Make an exact copy of the entries below, with all images left out.

===============

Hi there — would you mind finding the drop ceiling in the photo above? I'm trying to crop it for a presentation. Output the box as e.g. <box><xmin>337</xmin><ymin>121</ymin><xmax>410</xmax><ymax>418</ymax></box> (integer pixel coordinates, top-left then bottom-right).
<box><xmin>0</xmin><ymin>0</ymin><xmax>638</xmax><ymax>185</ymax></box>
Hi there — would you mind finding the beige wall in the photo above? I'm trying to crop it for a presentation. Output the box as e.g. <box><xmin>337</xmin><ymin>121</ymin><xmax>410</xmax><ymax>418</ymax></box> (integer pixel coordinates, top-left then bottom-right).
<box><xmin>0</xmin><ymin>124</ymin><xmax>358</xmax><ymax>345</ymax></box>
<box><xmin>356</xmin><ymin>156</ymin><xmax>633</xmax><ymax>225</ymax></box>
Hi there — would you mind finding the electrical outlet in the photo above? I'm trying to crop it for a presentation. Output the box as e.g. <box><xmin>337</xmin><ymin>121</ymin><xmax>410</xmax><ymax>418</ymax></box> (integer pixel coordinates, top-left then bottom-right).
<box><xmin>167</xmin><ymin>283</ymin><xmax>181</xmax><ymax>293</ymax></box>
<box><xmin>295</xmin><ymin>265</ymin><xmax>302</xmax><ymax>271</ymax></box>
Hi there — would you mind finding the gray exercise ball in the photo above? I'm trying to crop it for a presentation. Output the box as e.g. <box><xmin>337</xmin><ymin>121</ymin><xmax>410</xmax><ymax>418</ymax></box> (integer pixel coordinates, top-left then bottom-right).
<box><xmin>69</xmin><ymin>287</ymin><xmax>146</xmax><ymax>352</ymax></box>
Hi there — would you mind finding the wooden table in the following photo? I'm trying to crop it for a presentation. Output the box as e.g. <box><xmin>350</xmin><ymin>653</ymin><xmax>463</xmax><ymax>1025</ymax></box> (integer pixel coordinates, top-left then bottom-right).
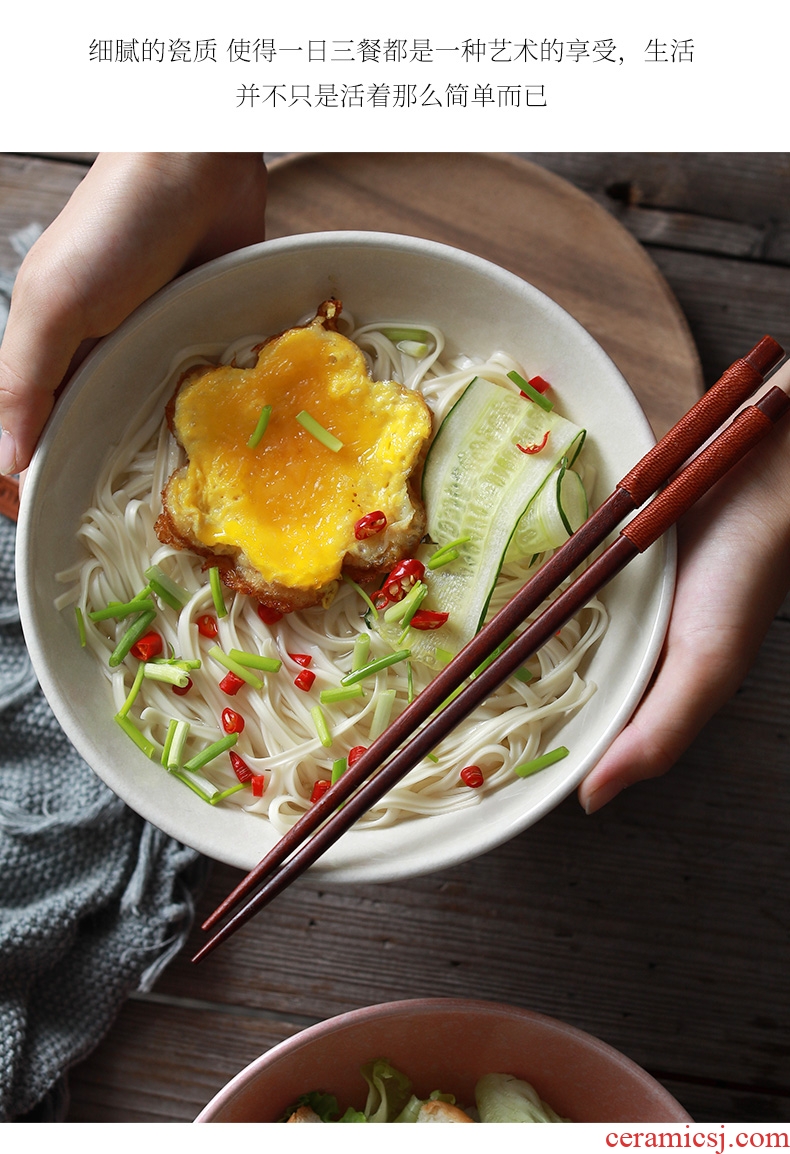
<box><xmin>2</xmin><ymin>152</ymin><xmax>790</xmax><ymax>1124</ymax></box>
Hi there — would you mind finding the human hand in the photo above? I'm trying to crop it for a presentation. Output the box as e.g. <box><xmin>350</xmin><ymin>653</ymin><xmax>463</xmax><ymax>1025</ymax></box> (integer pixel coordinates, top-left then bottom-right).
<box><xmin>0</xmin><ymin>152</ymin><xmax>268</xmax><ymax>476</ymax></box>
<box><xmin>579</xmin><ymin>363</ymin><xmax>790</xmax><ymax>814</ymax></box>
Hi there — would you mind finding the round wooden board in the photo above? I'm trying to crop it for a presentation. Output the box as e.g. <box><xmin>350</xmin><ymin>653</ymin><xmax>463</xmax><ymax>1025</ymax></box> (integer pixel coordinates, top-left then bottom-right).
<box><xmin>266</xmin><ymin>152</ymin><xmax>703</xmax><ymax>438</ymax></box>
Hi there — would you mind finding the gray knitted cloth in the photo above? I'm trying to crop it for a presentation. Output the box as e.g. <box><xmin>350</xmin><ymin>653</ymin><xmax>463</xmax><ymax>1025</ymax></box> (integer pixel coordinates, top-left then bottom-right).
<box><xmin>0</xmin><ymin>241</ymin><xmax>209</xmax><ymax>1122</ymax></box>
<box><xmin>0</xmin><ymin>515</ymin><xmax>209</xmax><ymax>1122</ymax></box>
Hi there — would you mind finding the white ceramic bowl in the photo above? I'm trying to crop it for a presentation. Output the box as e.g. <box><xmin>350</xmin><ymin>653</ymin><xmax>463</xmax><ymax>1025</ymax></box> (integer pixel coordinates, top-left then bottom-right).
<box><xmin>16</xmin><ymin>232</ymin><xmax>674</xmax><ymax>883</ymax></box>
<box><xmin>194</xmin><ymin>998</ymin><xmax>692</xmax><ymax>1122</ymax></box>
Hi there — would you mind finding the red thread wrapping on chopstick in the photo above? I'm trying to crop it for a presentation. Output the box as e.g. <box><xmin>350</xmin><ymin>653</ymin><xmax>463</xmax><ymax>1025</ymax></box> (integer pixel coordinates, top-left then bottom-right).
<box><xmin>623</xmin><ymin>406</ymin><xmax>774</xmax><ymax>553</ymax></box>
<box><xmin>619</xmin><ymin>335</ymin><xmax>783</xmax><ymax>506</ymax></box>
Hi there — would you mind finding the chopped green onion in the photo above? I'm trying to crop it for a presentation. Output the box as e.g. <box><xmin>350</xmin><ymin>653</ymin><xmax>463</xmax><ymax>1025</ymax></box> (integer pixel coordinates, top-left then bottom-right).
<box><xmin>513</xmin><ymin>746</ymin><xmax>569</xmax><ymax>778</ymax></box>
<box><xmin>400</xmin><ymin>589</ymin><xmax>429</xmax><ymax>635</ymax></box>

===============

## [Task output]
Hi there — would you mind finding the drop ceiling in the photo above? I'm trying to crop it for a presentation. Output the box as e.g. <box><xmin>337</xmin><ymin>121</ymin><xmax>410</xmax><ymax>418</ymax></box> (integer pixel coordinates, top-left then bottom-right).
<box><xmin>0</xmin><ymin>0</ymin><xmax>638</xmax><ymax>185</ymax></box>
Hi there — would you mind finding the beige wall in the photo above? I'm trying to crop it for a presentation. Output the box as e.g. <box><xmin>337</xmin><ymin>121</ymin><xmax>410</xmax><ymax>418</ymax></box> (integer pixel coordinates, top-left then bottom-right).
<box><xmin>0</xmin><ymin>124</ymin><xmax>358</xmax><ymax>345</ymax></box>
<box><xmin>356</xmin><ymin>156</ymin><xmax>633</xmax><ymax>225</ymax></box>
Hi there — would you mind finding the electrical outlet in the photo above? I'm trying to crop it for a presentation. Output the box as e.g. <box><xmin>337</xmin><ymin>121</ymin><xmax>410</xmax><ymax>418</ymax></box> (integer pixel coordinates, top-left then bottom-right).
<box><xmin>167</xmin><ymin>283</ymin><xmax>181</xmax><ymax>293</ymax></box>
<box><xmin>295</xmin><ymin>265</ymin><xmax>302</xmax><ymax>271</ymax></box>
Hi there — would you mind finding the gray exercise ball in the photo above? I'm trying to crop it for a presentation. Output the box as e.g. <box><xmin>337</xmin><ymin>121</ymin><xmax>410</xmax><ymax>418</ymax></box> (integer pixel coordinates, top-left then bottom-right).
<box><xmin>69</xmin><ymin>287</ymin><xmax>146</xmax><ymax>352</ymax></box>
Hi there — would you mind finding the wooden table in the following photo? I'm trying to crop it for a presentation. Output the box as e.g. <box><xmin>350</xmin><ymin>653</ymin><xmax>463</xmax><ymax>1025</ymax></box> (integer pixel coordinates, top-left then bottom-right).
<box><xmin>2</xmin><ymin>152</ymin><xmax>790</xmax><ymax>1124</ymax></box>
Hi there — would you mind finding the human hand in the photo above? I'm trying to crop it for a presentation. Output the box as e.g. <box><xmin>350</xmin><ymin>653</ymin><xmax>463</xmax><ymax>1025</ymax></box> (integer pixel coordinates, top-left then bottom-right).
<box><xmin>0</xmin><ymin>152</ymin><xmax>268</xmax><ymax>476</ymax></box>
<box><xmin>579</xmin><ymin>363</ymin><xmax>790</xmax><ymax>814</ymax></box>
Hi there — would you mind finding the round wooden board in the photo above? I'm trying to crop it for a presentation. Output the box as e.g. <box><xmin>350</xmin><ymin>653</ymin><xmax>463</xmax><ymax>1025</ymax></box> (integer pixel coordinates, top-left then bottom-right).
<box><xmin>266</xmin><ymin>152</ymin><xmax>703</xmax><ymax>438</ymax></box>
Hi there — would you mind finding the gray knitted cloth in the photo above? I'm trying to crop it for a presentation. Output the box as e.g. <box><xmin>350</xmin><ymin>653</ymin><xmax>463</xmax><ymax>1025</ymax></box> (integer pixel coordinates, top-left then bottom-right).
<box><xmin>0</xmin><ymin>241</ymin><xmax>209</xmax><ymax>1122</ymax></box>
<box><xmin>0</xmin><ymin>515</ymin><xmax>209</xmax><ymax>1122</ymax></box>
Hi there — would you mind finding the white ceramic bowl in the photo above? I'm trying to crop it for a presentation. Output the box as e.g. <box><xmin>350</xmin><ymin>653</ymin><xmax>463</xmax><ymax>1025</ymax></box> (integer pixel coordinates, top-left then bottom-right).
<box><xmin>16</xmin><ymin>232</ymin><xmax>674</xmax><ymax>883</ymax></box>
<box><xmin>194</xmin><ymin>998</ymin><xmax>692</xmax><ymax>1122</ymax></box>
Hi there — would you mind finding the red thread wrapping on chopstick in the photo above? I'm trying to crop it for a presentation. Output the box as e.g. <box><xmin>350</xmin><ymin>653</ymin><xmax>463</xmax><ymax>1025</ymax></box> (integer pixel coordinates, top-left then bottom-right).
<box><xmin>623</xmin><ymin>406</ymin><xmax>774</xmax><ymax>553</ymax></box>
<box><xmin>619</xmin><ymin>335</ymin><xmax>783</xmax><ymax>506</ymax></box>
Hi there — would you mind finding the chopped green onion in the photo above? I'm trying to crop it for a presentation. Output the box as e.g. <box><xmin>350</xmin><ymin>653</ymin><xmax>463</xmax><ymax>1025</ymax></box> (integer pixel coordinates, top-left then bottom-right).
<box><xmin>513</xmin><ymin>746</ymin><xmax>569</xmax><ymax>778</ymax></box>
<box><xmin>400</xmin><ymin>589</ymin><xmax>429</xmax><ymax>635</ymax></box>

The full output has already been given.